**Extract:**

I know that there were things that they told me, but the biggest lessons I learned were just from watching them. They were dedicated to their family, and building it up to make it strong. They were dedicated to my brother and me. Those were the biggest lessons. I know that parents can do a lot of talking (laughs), but what kids really key in on is what they see. My dad was an organist, so what he was hoping to be was as successful in music as his cousin Wynton. He had a family, though, and so he had to make a decision, and he made the decision to stay local and help raise a family. What better decision is there than that?
Even in my own career, I make it a priority to have that connection with my family. It’s very important to me. We go to church together when we can, when I’m not in Bulgaria half the time!!
WHAT DID YOU LEARN WHEN YOU PLAYED WITH DAVID SANBORN?
There are a number of people that I’ve worked with who have had ridiculously distinctive voices on their instrument, and David Sanborn was one of them. To have the ability to write a piece of music, and to know that one of the most distinctive voices on the saxophone is going to play that tune really inspires you to write something. I wrote a lot of material for Sanborn, and it was wonderful knowing I was writing for that lead voice. It was the same with Miles, and it was the same with Luther Vandross. All three of those guys were the most distinctive voices in their respective fields.
I was very fortunate, and it inspired me to find my own voice on the bass. The guys I was playing with would say to me, “Hey, man, unless you have a distinctive voice, you’re not doing anything.” I just happened to be in that kind of realm, so I worked on my own voice. I’d play, and then listen to what I was playing to see what was unique and key in on that and try to accent it. I learned that from Sanborn
Also persistence. David Sanborn is a very persistent individual. He doesn’t give up. If there’s a challenge, a song or something in it that he’s having trouble getting his head around, he works on it and works on it until he has it.
DID YOU EVER ASK HIM WHY HE HIRED YOU?
It never occurred to me (laughs). When I started working with him, I was so young, so those kind of questions didn’t come into my head; I was just having fun!

**Problem 1:**
Answer these questions about the interview:
(a) What did the speaker's dad play?
(b) Which three people does the speaker call the most distinctive voices in their respective fields?
(c) Besides finding a distinctive voice, what did the speaker learn from David Sanborn?
The records that come next are unrelated to the interview.

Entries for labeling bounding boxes
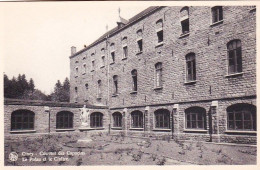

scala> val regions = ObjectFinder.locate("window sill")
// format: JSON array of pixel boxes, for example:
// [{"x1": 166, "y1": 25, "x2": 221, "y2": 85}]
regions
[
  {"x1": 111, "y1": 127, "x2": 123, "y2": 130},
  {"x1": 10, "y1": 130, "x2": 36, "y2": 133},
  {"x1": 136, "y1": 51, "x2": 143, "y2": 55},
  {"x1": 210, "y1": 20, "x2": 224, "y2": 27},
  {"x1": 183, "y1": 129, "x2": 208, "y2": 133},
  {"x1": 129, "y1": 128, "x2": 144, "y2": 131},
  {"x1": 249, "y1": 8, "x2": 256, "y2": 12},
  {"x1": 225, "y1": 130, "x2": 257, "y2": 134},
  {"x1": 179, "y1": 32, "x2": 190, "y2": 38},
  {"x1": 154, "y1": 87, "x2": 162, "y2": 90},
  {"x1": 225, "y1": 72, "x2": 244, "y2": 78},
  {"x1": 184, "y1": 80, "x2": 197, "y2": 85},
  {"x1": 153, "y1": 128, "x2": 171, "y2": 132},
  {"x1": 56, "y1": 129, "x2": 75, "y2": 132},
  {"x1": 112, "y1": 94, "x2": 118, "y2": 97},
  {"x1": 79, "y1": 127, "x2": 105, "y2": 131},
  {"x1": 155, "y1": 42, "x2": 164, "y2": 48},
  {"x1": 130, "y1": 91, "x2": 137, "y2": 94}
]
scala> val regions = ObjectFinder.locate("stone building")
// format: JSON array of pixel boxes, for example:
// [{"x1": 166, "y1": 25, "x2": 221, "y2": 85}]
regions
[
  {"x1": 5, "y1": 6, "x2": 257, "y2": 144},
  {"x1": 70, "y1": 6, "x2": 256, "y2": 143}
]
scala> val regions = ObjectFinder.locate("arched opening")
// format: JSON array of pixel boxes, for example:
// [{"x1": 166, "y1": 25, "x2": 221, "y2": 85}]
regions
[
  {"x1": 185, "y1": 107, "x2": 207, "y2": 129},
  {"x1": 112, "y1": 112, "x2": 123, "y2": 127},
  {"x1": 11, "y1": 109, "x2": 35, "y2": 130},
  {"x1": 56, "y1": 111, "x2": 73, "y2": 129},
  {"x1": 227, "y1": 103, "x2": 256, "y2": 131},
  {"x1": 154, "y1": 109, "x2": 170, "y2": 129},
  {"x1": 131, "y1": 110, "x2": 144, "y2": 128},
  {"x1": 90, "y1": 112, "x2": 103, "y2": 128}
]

--

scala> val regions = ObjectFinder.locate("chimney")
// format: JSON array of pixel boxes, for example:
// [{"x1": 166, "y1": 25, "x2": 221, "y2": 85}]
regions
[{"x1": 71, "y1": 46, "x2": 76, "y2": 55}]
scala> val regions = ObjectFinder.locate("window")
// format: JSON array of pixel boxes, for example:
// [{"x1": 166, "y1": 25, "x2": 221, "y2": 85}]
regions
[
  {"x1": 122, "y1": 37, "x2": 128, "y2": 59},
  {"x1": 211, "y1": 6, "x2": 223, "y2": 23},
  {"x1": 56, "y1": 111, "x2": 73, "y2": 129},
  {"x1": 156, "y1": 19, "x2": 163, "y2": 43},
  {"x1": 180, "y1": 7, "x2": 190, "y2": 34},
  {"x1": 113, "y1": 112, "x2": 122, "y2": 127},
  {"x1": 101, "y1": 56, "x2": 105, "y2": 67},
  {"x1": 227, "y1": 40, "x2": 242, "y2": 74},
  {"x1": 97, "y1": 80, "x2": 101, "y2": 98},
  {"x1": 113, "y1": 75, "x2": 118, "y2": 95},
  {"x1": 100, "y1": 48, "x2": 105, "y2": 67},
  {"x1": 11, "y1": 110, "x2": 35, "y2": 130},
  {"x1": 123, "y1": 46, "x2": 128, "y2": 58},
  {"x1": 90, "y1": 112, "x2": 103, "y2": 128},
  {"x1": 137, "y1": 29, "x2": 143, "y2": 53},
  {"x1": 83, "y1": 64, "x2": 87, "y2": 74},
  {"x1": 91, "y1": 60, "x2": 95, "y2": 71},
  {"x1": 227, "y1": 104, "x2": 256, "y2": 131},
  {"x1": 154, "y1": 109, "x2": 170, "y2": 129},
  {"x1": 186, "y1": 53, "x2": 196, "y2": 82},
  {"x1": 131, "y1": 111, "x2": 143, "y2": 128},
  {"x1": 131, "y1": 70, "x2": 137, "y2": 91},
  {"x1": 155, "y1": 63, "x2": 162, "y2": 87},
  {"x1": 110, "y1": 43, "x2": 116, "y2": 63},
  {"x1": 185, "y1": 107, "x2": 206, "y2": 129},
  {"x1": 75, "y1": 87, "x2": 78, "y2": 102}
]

**Problem 2:** List every line of the records that contains the string "ObjectFinder".

**Correct result 1:**
(a) He was an organist.
(b) David Sanborn, Miles, and Luther Vandross.
(c) Persistence.

**Correct result 2:**
scala> val regions = ObjectFinder.locate("window sill")
scala> val regions = ObjectFinder.locate("stone building")
scala> val regions = ObjectFinder.locate("arched opening")
scala> val regions = ObjectFinder.locate("chimney")
scala> val regions = ObjectFinder.locate("window")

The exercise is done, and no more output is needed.